Task data:
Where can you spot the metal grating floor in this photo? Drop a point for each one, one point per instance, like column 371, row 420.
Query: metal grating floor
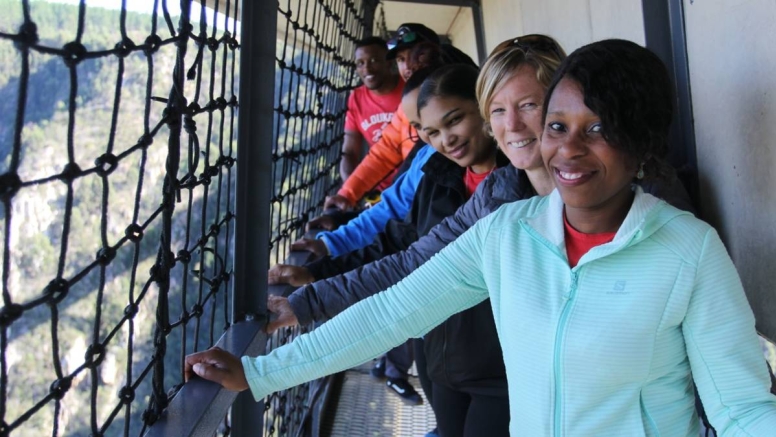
column 365, row 407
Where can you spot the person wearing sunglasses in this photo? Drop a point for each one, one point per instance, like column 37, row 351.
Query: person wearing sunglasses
column 610, row 304
column 396, row 142
column 407, row 36
column 371, row 105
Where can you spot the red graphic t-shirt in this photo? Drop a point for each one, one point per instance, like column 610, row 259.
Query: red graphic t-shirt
column 369, row 113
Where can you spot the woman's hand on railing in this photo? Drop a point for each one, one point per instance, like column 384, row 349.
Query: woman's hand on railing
column 316, row 246
column 337, row 201
column 289, row 274
column 325, row 221
column 285, row 314
column 217, row 365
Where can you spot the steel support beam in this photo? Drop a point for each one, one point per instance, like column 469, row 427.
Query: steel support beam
column 254, row 184
column 664, row 34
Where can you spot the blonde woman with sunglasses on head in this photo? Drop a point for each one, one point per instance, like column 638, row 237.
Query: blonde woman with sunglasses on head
column 609, row 303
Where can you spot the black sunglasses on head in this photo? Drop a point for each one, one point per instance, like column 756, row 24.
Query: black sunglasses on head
column 403, row 35
column 533, row 42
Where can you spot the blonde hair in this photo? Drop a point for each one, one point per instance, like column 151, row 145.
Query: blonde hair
column 541, row 52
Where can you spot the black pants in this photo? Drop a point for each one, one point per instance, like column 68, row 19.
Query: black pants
column 465, row 414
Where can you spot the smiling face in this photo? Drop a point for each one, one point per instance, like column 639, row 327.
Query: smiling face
column 515, row 113
column 409, row 104
column 454, row 127
column 402, row 62
column 593, row 177
column 372, row 67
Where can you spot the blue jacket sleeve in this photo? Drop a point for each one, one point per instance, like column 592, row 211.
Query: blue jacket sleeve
column 395, row 204
column 451, row 282
column 326, row 298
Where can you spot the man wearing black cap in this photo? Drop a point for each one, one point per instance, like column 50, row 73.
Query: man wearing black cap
column 407, row 35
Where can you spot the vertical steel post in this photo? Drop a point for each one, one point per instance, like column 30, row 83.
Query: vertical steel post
column 479, row 31
column 665, row 35
column 254, row 182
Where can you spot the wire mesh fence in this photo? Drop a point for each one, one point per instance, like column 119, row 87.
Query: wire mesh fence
column 117, row 182
column 117, row 188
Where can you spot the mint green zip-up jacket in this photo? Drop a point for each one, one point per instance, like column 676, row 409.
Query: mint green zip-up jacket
column 608, row 348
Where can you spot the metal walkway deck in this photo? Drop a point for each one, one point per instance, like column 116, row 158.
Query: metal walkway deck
column 363, row 406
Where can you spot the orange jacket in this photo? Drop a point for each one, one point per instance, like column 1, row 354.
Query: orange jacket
column 384, row 156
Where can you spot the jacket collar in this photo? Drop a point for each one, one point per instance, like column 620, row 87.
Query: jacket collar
column 646, row 216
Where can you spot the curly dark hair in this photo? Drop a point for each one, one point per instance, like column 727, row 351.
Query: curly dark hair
column 629, row 88
column 458, row 80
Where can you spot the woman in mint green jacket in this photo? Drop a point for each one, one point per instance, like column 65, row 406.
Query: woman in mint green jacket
column 609, row 303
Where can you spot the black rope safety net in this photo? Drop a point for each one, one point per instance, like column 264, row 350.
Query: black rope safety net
column 314, row 74
column 117, row 251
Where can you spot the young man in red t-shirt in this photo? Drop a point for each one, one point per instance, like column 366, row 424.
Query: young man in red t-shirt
column 371, row 105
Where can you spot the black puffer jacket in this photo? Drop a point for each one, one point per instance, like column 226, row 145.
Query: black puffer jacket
column 464, row 350
column 327, row 298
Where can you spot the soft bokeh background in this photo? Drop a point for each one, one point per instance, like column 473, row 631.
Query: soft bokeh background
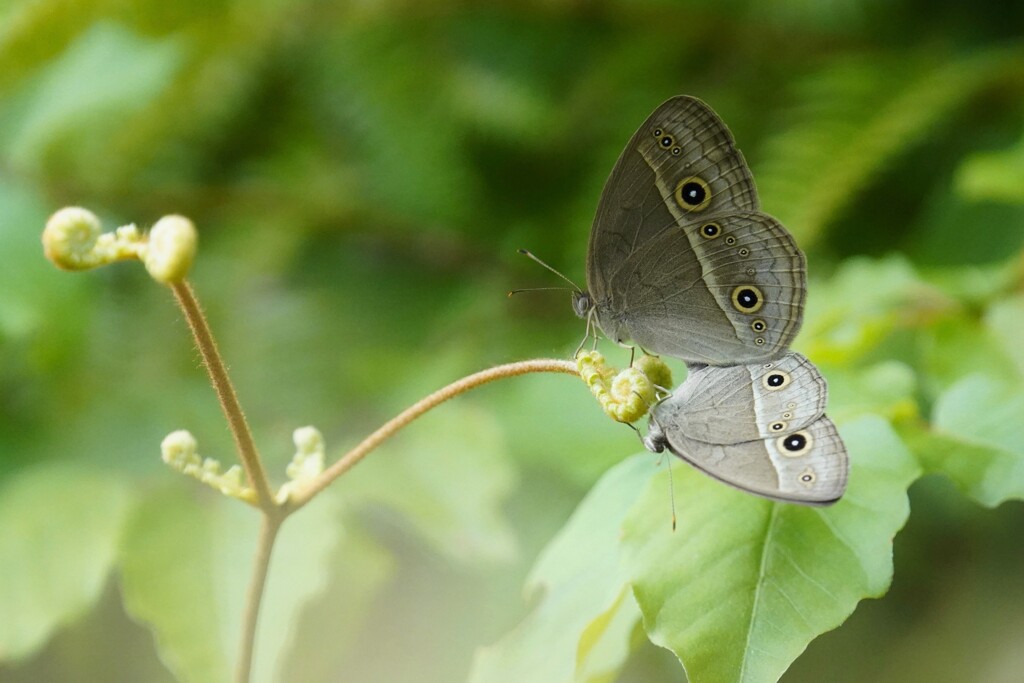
column 361, row 174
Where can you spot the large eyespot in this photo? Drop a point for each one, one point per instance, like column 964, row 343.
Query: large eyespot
column 775, row 380
column 711, row 230
column 692, row 194
column 795, row 444
column 748, row 299
column 808, row 477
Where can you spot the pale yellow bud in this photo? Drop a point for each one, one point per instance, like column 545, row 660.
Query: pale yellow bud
column 171, row 249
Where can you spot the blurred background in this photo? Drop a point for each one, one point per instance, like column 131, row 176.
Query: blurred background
column 361, row 174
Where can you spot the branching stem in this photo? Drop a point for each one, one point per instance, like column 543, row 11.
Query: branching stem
column 225, row 394
column 273, row 514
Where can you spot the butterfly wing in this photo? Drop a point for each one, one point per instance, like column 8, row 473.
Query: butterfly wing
column 680, row 260
column 760, row 427
column 734, row 297
column 632, row 210
column 809, row 466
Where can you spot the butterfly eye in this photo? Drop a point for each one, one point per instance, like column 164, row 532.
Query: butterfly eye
column 795, row 444
column 748, row 299
column 692, row 194
column 808, row 477
column 775, row 380
column 711, row 230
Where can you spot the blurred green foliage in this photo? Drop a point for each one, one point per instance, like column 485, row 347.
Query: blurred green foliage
column 361, row 174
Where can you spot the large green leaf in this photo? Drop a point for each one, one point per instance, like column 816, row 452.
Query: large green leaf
column 185, row 568
column 744, row 584
column 448, row 475
column 975, row 438
column 866, row 300
column 579, row 628
column 58, row 534
column 70, row 112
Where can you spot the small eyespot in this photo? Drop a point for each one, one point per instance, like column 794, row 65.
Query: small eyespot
column 795, row 444
column 711, row 230
column 808, row 477
column 775, row 380
column 748, row 299
column 693, row 194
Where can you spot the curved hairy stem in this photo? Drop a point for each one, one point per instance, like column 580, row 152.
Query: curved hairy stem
column 225, row 394
column 389, row 428
column 254, row 596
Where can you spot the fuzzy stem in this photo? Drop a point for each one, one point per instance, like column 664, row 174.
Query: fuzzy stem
column 389, row 428
column 254, row 597
column 225, row 394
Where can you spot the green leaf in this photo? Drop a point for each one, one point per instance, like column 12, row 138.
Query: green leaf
column 448, row 474
column 744, row 584
column 73, row 109
column 180, row 553
column 849, row 122
column 853, row 312
column 886, row 388
column 994, row 176
column 167, row 562
column 358, row 569
column 1005, row 321
column 578, row 629
column 977, row 438
column 58, row 536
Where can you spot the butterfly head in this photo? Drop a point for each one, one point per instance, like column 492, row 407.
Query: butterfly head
column 582, row 303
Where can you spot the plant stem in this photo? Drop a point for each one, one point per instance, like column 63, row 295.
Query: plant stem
column 254, row 597
column 225, row 394
column 389, row 428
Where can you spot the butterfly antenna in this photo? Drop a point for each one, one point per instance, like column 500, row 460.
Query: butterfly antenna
column 672, row 496
column 541, row 289
column 530, row 254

What is needed: Please render all of the data above as a JSON list of strings, with one string per line and blank lines skipped. Leave the pictures out.

Full response:
[
  "Where can you spot the metal grating floor in this photo? Drop a point for each one, one point per instance, like column 371, row 420.",
  "Query: metal grating floor",
  "column 365, row 407",
  "Where can you spot the person wearing sunglasses in this photo? Drop a point for each one, one point per instance, like column 37, row 351.",
  "Query: person wearing sunglasses",
  "column 610, row 304",
  "column 396, row 142",
  "column 407, row 36",
  "column 371, row 105",
  "Where can you spot the red graphic t-shirt in this photo? Drop a point for each one, one point per instance, like column 610, row 259.",
  "Query: red graphic t-shirt",
  "column 369, row 113",
  "Where can you spot the woman's hand on railing in this photo? Drop a point for each one, one point per instance, like column 384, row 349.",
  "Query: woman's hand on railing",
  "column 316, row 246",
  "column 337, row 201",
  "column 289, row 274",
  "column 325, row 221",
  "column 285, row 314",
  "column 217, row 365",
  "Where can you spot the steel support beam in this photo? Drop a point for each one, one point per instance, like column 469, row 427.",
  "Query: steel support beam",
  "column 254, row 184",
  "column 664, row 34",
  "Where can you spot the blonde woman with sunglasses on head in this photo? Drop a point for each one, one point per instance, like column 638, row 237.",
  "Query: blonde woman with sunglasses on head",
  "column 609, row 303",
  "Where can you spot the black sunglasses on head in this photo? Drop a point for each one, one point per instance, like column 756, row 24.",
  "Query: black sunglasses on head",
  "column 403, row 35",
  "column 533, row 42",
  "Where can you spot the blonde hair in this photo? Drop a point for each one, one point per instance, like column 151, row 145.",
  "Query: blonde hair",
  "column 541, row 52",
  "Where can you spot the black pants in this photo? Drop a point for each one, one point per instance, like column 68, row 19.",
  "Query: black pants",
  "column 465, row 414",
  "Where can you spot the smiling face in this photo? Drop a point for each one, one point per instance, like column 639, row 327.",
  "Query: smiling face",
  "column 515, row 113",
  "column 409, row 104",
  "column 454, row 127",
  "column 402, row 62",
  "column 593, row 177",
  "column 372, row 67",
  "Where can you spot the blue jacket sleeve in this photo? Drop a point for each one, one point per instance, like column 592, row 211.",
  "Query: blue jacket sleeve",
  "column 395, row 204",
  "column 451, row 282",
  "column 326, row 298",
  "Where can you spot the man wearing black cap in this photo? Drop a point for each one, one point per instance, like column 50, row 73.",
  "Query: man wearing black cap",
  "column 407, row 35",
  "Where can you spot the vertical steel post in this photo? Drop a point for each one, one point per instance, like column 30, row 83.",
  "Query: vertical steel post",
  "column 479, row 31",
  "column 665, row 35",
  "column 254, row 182",
  "Where can you spot the wire mesh fence in this photo? Drop a point for each one, one point per instance, like column 119, row 87.",
  "Query: wire mesh fence",
  "column 117, row 182",
  "column 117, row 188",
  "Where can you spot the mint green zip-up jacket in this photo? Drop a point for each one, one point per instance, like column 676, row 409.",
  "Query: mint green zip-up jacket",
  "column 608, row 348",
  "Where can you spot the metal walkway deck in this photo? Drop a point for each one, one point per instance, like column 116, row 158.",
  "Query: metal walkway deck",
  "column 363, row 406",
  "Where can you spot the orange jacket in this photo? Drop a point for each one, one point per instance, like column 1, row 354.",
  "Query: orange jacket",
  "column 384, row 156",
  "Where can you spot the jacket collar in this photo? Drop a point for each one, one point per instance, like column 620, row 87.",
  "Query: jacket collar",
  "column 646, row 216",
  "Where can you spot the curly dark hair in this photo? Drop a point for each one, one point per instance, like column 727, row 351.",
  "Query: curly dark hair",
  "column 629, row 88",
  "column 458, row 80",
  "Where can you spot the woman in mint green jacket in this photo? Drop a point for each one, one point per instance, like column 65, row 406.",
  "Query: woman in mint green jacket",
  "column 609, row 303",
  "Where can you spot the black rope safety net in this photo? Drop a point for each one, one point per instance, like column 264, row 350.",
  "Query: black rope safety net",
  "column 314, row 74",
  "column 117, row 251",
  "Where can you spot the young man in red t-shirt in this photo? Drop a point for each one, one point per instance, like column 366, row 424.",
  "Query: young man in red t-shirt",
  "column 371, row 105",
  "Where can you spot the black puffer jacket in this photo? Drop a point for each one, one point per instance, like column 226, row 145.",
  "Query: black puffer jacket",
  "column 464, row 350",
  "column 327, row 298",
  "Where can you spot the soft bokeh background in this photo? Drop a point for each one, one point per instance, like column 473, row 631.",
  "Query: soft bokeh background",
  "column 361, row 174",
  "Where can you spot the large eyespot in this photo? Drop a point for each one, one point per instance, like column 964, row 343.",
  "Query: large eyespot",
  "column 775, row 380",
  "column 711, row 230",
  "column 692, row 194",
  "column 795, row 444",
  "column 748, row 299",
  "column 808, row 477",
  "Where can you spot the pale yellow bud in this photo? Drop a point for each one, one point per instance, like column 545, row 660.",
  "Query: pale yellow bud",
  "column 171, row 249",
  "Where can you spot the blurred background in this photo? Drop a point for each one, one point per instance, like column 131, row 176.",
  "Query: blurred background",
  "column 361, row 174",
  "Where can you spot the branching stem in this photo? Drop a point for each one, one point per instance, like column 543, row 11.",
  "Query: branching stem",
  "column 225, row 394",
  "column 273, row 514",
  "Where can you spot the butterfly wing in this photo? Drop a point for each one, one point per instance, like column 8, row 473.",
  "Query: butterfly wing",
  "column 680, row 260",
  "column 760, row 427",
  "column 734, row 297",
  "column 632, row 210",
  "column 809, row 466",
  "Where can you spot the butterfly eye in this photo? Drop a point for each one, one point per instance, like column 164, row 532.",
  "Query: butterfly eye",
  "column 795, row 444",
  "column 748, row 299",
  "column 692, row 194",
  "column 808, row 477",
  "column 775, row 380",
  "column 711, row 230",
  "Where can you spot the blurred green foliage in this photo? Drop a point for each one, one point per instance, like column 485, row 347.",
  "Query: blurred green foliage",
  "column 361, row 174",
  "Where can you spot the large green leaf in this photo? Drop a point for each one, one point per instance, like column 816, row 452.",
  "Query: large green leaf",
  "column 185, row 568",
  "column 744, row 584",
  "column 448, row 475",
  "column 975, row 438",
  "column 866, row 300",
  "column 579, row 628",
  "column 58, row 534",
  "column 70, row 112",
  "Where can you spot the small eyespot in this photo? Drop a point for each one, one point per instance, like column 794, row 65.",
  "Query: small eyespot",
  "column 795, row 444",
  "column 711, row 230",
  "column 808, row 477",
  "column 775, row 380",
  "column 748, row 299",
  "column 693, row 194",
  "Where can you spot the curved hairy stem in this photo? Drop a point for each one, one point per instance, like column 580, row 152.",
  "Query: curved hairy stem",
  "column 225, row 394",
  "column 389, row 428",
  "column 254, row 596",
  "Where can you spot the fuzzy stem in this photo? Drop a point for each one, one point per instance, like column 664, row 174.",
  "Query: fuzzy stem",
  "column 389, row 428",
  "column 254, row 597",
  "column 225, row 394",
  "Where can you spot the green leaf in this photo? Drop a point for each one, one point per instance, like column 12, row 138.",
  "Query: green leaf",
  "column 448, row 474",
  "column 744, row 584",
  "column 73, row 109",
  "column 180, row 553",
  "column 849, row 122",
  "column 853, row 312",
  "column 886, row 388",
  "column 994, row 176",
  "column 167, row 562",
  "column 358, row 569",
  "column 1005, row 321",
  "column 578, row 629",
  "column 977, row 438",
  "column 58, row 536",
  "Where can you spot the butterfly head in this photo? Drop a point for each one, one point per instance, like column 492, row 407.",
  "Query: butterfly head",
  "column 582, row 303",
  "Where can you spot the plant stem in this photo? Drop a point for each one, one point per instance, like column 63, row 295.",
  "Query: plant stem",
  "column 254, row 597",
  "column 225, row 394",
  "column 389, row 428",
  "Where can you spot the butterfly antenna in this photo? Drop a point for each one, one point per instance, like column 500, row 460.",
  "Query: butterfly antenna",
  "column 672, row 496",
  "column 541, row 289",
  "column 530, row 254"
]